**Problem description**: Copy the material below word for word, leaving out the pictures.

**Data records**:

►

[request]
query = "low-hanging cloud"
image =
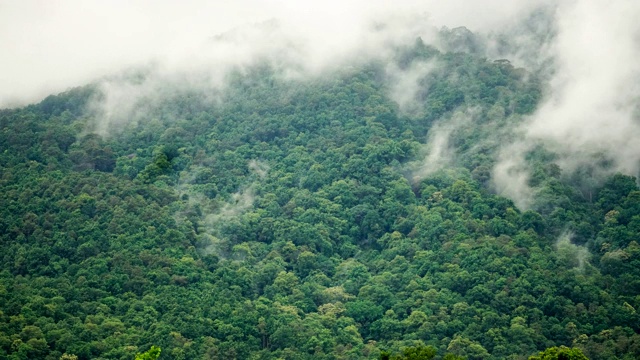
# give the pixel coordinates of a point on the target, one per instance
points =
(49, 46)
(591, 109)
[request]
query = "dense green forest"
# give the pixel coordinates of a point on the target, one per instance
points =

◄

**Solution to this task**:
[request]
query = "low-hanging cloud"
image =
# give the pixel coordinates of a point on the target, one per instance
points =
(49, 46)
(591, 109)
[request]
query = "dense green forest"
# give the pixel coordinates of a point on the target, one per instance
points =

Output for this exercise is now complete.